◆ EXERCISES TO COMPLETE
• a. Condense the paragraph beginning "The ARIAH Foundation is a non-profit organization" from the text on the ARIAH Foundation into a short bulleted list that keeps its main facts.
• b. According to the text on the ARIAH Foundation, what caused the death of Shamony Makeba Gibson?

◆ SOURCE TEXT

Reproductive Innovation Through Artistry and Healing
The ARIAH Foundation is a non-profit organization committed to educating, supporting, and advocating for Black Indigenous People of Color (BIPOC), who have been impacted by the systematic racism and oppression in the reproductive healthcare system. ARIAH's programs and sevices are centered around BIPOC mothers, birthing people, their partners and families who have experienced trauma and loss due to disparities and inequities in reproductive healthcare.
The ARIAH Foundation was created by the mother, sister, and life partner of Shamony Makeba Gibson, a 30 year old mother of two who passed away due to a birth-related pulmonary embolism.
The founders of the ARIAH Foundation are committed to utilizing art and ritual as modalities for healing the historical and present day traumas that BIPOC communities have experienced in the realm of reproductive healthcare. They have employed the tenets of anit-racist, social and restorative justice as conduits for addressing systematic and institutional racism that create disparite outcomes that contribute to near death experiences and fatalities for BIPOC women and birthing people.
Following the preventable deaths of their loved ones due to childbirth complications, two families galvanize activists, birth-workers and physicians to reckon with one of the most pressing American crises of our time – the US maternal health crisis.

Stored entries
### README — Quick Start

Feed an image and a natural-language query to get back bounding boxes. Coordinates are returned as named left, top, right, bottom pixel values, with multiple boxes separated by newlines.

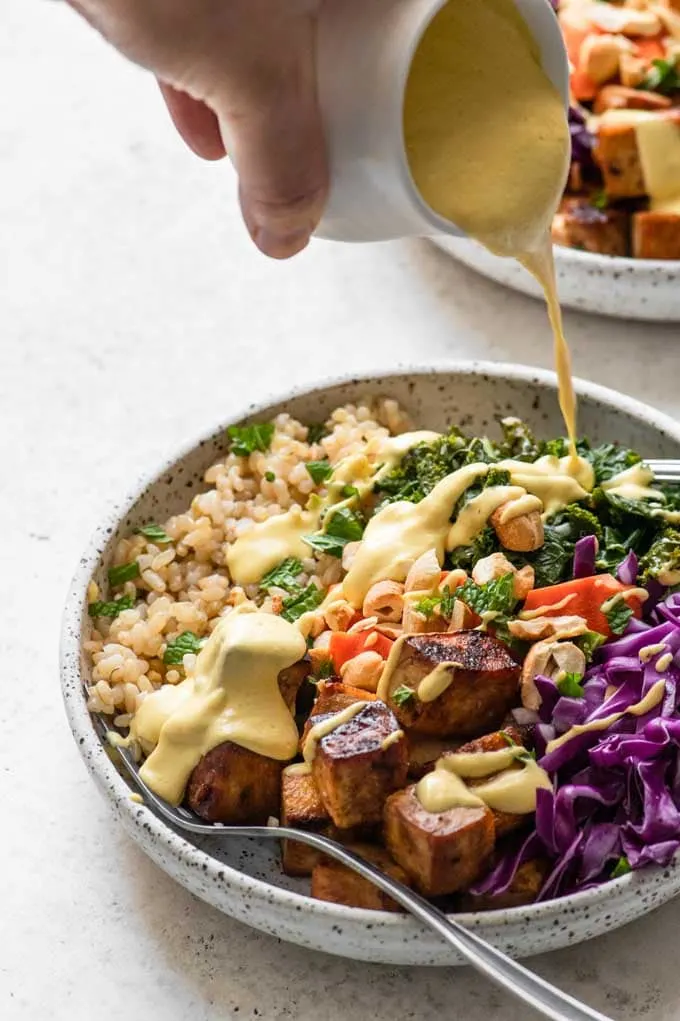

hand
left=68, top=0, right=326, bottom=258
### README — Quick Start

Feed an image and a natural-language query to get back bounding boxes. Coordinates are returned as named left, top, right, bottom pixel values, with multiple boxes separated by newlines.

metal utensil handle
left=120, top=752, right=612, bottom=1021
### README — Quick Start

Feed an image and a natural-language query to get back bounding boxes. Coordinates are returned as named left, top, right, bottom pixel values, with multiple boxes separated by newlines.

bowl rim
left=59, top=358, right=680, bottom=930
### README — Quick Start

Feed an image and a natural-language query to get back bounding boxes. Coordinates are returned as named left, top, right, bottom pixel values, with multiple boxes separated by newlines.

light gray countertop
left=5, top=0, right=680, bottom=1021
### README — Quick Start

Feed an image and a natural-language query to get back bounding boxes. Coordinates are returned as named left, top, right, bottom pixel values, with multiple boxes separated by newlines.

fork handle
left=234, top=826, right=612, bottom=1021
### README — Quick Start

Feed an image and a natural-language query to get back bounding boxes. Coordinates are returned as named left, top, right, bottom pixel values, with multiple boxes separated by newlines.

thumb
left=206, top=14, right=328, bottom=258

◆ TASK-BY-TASK RESULTS
• a.
- The ARIAH Foundation is a non-profit organization.
- It educates, supports, and advocates for Black Indigenous People of Color (BIPOC) affected by systematic racism and oppression in reproductive healthcare.
- Its programs and services center on BIPOC mothers, birthing people, their partners, and their families.
- These are people who have experienced trauma and loss because of disparities and inequities in reproductive healthcare.

• b. She died of a birth-related pulmonary embolism.